Dataset excerpts on object pointing

>> BEGIN

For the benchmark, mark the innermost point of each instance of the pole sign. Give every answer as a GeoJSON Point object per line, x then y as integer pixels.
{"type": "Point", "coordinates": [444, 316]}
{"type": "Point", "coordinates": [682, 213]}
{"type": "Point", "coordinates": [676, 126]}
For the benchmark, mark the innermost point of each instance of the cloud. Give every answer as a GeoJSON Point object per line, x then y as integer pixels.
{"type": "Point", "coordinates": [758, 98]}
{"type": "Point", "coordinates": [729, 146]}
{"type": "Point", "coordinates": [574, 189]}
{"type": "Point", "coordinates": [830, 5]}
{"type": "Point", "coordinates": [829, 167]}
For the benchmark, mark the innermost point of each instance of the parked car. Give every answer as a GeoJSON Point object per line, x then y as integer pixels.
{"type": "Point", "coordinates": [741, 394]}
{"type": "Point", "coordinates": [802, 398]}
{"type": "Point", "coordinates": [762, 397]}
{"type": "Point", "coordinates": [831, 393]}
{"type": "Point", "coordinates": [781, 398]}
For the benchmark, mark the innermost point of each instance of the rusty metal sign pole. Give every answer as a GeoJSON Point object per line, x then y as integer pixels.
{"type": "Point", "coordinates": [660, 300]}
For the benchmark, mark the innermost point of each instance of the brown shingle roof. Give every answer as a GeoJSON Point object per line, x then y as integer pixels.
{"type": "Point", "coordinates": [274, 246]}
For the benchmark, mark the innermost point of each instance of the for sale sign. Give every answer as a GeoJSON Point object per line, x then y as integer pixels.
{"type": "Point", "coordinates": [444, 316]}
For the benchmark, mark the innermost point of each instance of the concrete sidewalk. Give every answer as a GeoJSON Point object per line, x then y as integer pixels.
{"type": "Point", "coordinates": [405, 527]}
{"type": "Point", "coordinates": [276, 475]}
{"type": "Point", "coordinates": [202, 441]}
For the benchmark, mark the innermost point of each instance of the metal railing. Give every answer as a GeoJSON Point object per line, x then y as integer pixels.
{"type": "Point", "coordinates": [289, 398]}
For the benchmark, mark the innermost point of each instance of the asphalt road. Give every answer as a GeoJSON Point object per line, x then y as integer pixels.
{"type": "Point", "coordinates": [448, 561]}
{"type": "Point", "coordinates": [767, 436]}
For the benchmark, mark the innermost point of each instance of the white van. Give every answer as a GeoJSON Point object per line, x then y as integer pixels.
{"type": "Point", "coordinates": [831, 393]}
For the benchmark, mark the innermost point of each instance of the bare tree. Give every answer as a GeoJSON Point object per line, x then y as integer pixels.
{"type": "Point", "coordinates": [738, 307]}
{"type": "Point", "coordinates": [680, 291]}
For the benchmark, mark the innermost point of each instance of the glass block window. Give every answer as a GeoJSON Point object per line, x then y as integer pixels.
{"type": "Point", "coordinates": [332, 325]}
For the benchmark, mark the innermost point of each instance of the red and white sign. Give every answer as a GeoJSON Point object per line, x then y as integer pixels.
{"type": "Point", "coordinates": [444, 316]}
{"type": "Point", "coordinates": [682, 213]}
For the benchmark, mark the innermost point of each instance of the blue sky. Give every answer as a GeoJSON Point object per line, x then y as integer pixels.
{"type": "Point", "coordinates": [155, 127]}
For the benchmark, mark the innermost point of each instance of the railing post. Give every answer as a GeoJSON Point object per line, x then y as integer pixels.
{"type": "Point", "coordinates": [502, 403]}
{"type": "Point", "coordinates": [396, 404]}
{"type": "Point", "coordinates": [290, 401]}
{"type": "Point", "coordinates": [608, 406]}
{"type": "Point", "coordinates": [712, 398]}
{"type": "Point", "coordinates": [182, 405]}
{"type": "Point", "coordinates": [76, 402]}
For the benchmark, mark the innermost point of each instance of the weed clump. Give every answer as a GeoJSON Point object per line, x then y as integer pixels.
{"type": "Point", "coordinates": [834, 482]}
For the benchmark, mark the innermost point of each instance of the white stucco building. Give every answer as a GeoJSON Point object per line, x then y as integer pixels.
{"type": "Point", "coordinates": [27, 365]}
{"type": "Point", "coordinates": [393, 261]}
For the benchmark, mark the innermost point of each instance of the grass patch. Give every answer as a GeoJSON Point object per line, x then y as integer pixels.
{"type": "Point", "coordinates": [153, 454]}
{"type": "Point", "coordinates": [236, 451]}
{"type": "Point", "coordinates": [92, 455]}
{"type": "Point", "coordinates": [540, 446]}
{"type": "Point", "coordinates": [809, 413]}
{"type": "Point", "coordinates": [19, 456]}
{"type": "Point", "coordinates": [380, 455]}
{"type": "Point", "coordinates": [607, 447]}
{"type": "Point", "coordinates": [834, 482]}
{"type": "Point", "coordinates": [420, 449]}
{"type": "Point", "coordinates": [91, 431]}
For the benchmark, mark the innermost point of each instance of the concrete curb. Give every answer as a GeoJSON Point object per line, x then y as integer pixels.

>> END

TASK ->
Convert the entries above into a JSON list of strings with one string for each line, omitting any blank lines.

COMPLETE ANSWER ->
[
  "For the benchmark, mark the innermost point of each instance of the pole sign. Give every answer as a GeoJSON Point object per line, x then y as integer pixels.",
  "{\"type\": \"Point\", \"coordinates\": [444, 316]}",
  "{\"type\": \"Point\", \"coordinates\": [682, 213]}",
  "{\"type\": \"Point\", \"coordinates\": [676, 126]}",
  "For the benchmark, mark the innermost point of each instance of the cloud. Give every answer as a GeoJSON Point object per line, x then y as integer pixels.",
  "{\"type\": \"Point\", \"coordinates\": [758, 98]}",
  "{\"type\": \"Point\", \"coordinates\": [729, 146]}",
  "{\"type\": \"Point\", \"coordinates\": [574, 189]}",
  "{\"type\": \"Point\", \"coordinates\": [830, 5]}",
  "{\"type\": \"Point\", \"coordinates\": [829, 167]}",
  "For the benchmark, mark the innermost point of each instance of the parked car. Give every answer as a GeoJSON Point object per line, x then y as integer pixels.",
  "{\"type\": \"Point\", \"coordinates\": [741, 394]}",
  "{\"type\": \"Point\", \"coordinates\": [802, 398]}",
  "{\"type\": \"Point\", \"coordinates\": [762, 397]}",
  "{\"type\": \"Point\", \"coordinates\": [831, 393]}",
  "{\"type\": \"Point\", \"coordinates\": [781, 398]}",
  "For the benchmark, mark the innermost point of each instance of the rusty metal sign pole. Give every answer as a GeoJSON Point object per line, x then y as integer pixels.",
  "{\"type\": \"Point\", \"coordinates\": [660, 300]}",
  "For the benchmark, mark the innermost point of each instance of the brown shingle roof. Give every answer as a GeoJSON Point object per line, x then y as integer pixels.",
  "{\"type\": \"Point\", \"coordinates\": [274, 246]}",
  "For the benchmark, mark the innermost point of each instance of the for sale sign. Give every answer as a GeoJSON Point object per line, x then y as integer pixels.",
  "{\"type\": \"Point\", \"coordinates\": [444, 316]}",
  "For the benchmark, mark the innermost point of each instance of the concrete sidewalk. Give every answer as a GeoJSON Point object per line, x then y as integer pixels.",
  "{\"type\": \"Point\", \"coordinates\": [405, 527]}",
  "{\"type\": \"Point\", \"coordinates\": [276, 475]}",
  "{\"type\": \"Point\", \"coordinates\": [202, 441]}",
  "For the benchmark, mark the innermost point of each instance of the metal railing. Give every answer as a GeoJSON Point object per line, x then y as integer pixels.",
  "{\"type\": \"Point\", \"coordinates\": [289, 398]}",
  "For the benchmark, mark the innermost point of each instance of the asphalt road. Give every answer as a GeoJSON Point object per line, x then y as integer pixels.",
  "{\"type\": \"Point\", \"coordinates\": [448, 561]}",
  "{\"type\": \"Point\", \"coordinates\": [767, 436]}",
  "For the benchmark, mark the innermost point of each instance of the white van. Give every answer as a GeoJSON Point object per line, x then y as integer pixels.",
  "{\"type\": \"Point\", \"coordinates\": [831, 393]}",
  "For the benchmark, mark the innermost point of each instance of the bare tree. Give every answer as a GeoJSON Point object per line, x then y as integer pixels.",
  "{\"type\": \"Point\", \"coordinates\": [738, 307]}",
  "{\"type\": \"Point\", \"coordinates\": [680, 291]}",
  "For the benchmark, mark the innermost point of each instance of the glass block window. Give every answer as a GeoJSON Point object per line, x then y as integer pixels.",
  "{\"type\": \"Point\", \"coordinates\": [332, 325]}",
  "For the benchmark, mark the innermost point of each instance of the red and white sign. Give every answer as a GeoJSON Point object per line, x then y as integer pixels.",
  "{\"type\": \"Point\", \"coordinates\": [444, 316]}",
  "{\"type\": \"Point\", \"coordinates\": [682, 213]}",
  "For the benchmark, mark the innermost point of each instance of the blue sky. Give every answer as a GeoJSON Point object per line, x then y as integer pixels.",
  "{\"type\": \"Point\", \"coordinates\": [155, 127]}",
  "For the benchmark, mark the innermost point of each instance of the railing post. Give every answer as a GeoJSON Point object per line, x then y as integer pixels.",
  "{\"type\": \"Point\", \"coordinates\": [502, 403]}",
  "{\"type\": \"Point\", \"coordinates\": [396, 404]}",
  "{\"type\": \"Point\", \"coordinates\": [290, 401]}",
  "{\"type\": \"Point\", \"coordinates\": [608, 406]}",
  "{\"type\": \"Point\", \"coordinates\": [712, 398]}",
  "{\"type\": \"Point\", \"coordinates\": [182, 405]}",
  "{\"type\": \"Point\", \"coordinates\": [76, 402]}",
  "For the benchmark, mark the innermost point of each instance of the weed clump. Give every answer as a GeoJSON Point object per line, x then y as integer pixels.",
  "{\"type\": \"Point\", \"coordinates\": [834, 482]}",
  "For the benchmark, mark the innermost point of each instance of the white stucco building. Give every answer as a GeoJSON Point object per line, x then y as integer pixels.",
  "{\"type\": \"Point\", \"coordinates\": [27, 365]}",
  "{\"type\": \"Point\", \"coordinates\": [393, 261]}",
  "For the benchmark, mark the innermost point of each instance of the grass patch. Give every answer as a GeoJSON Point object per line, x then y as integer pixels.",
  "{\"type\": \"Point\", \"coordinates\": [153, 454]}",
  "{\"type\": \"Point\", \"coordinates\": [236, 451]}",
  "{\"type\": \"Point\", \"coordinates\": [92, 455]}",
  "{\"type\": \"Point\", \"coordinates\": [540, 446]}",
  "{\"type\": \"Point\", \"coordinates\": [809, 413]}",
  "{\"type\": \"Point\", \"coordinates\": [19, 456]}",
  "{\"type\": \"Point\", \"coordinates\": [380, 455]}",
  "{\"type\": \"Point\", \"coordinates\": [607, 447]}",
  "{\"type\": \"Point\", \"coordinates\": [834, 482]}",
  "{\"type\": \"Point\", \"coordinates\": [420, 449]}",
  "{\"type\": \"Point\", \"coordinates\": [91, 431]}",
  "For the benchmark, mark the innermost point of each instance of the concrete curb. Give every answer as a GeoJSON Point object per line, x then y as integer pixels."
]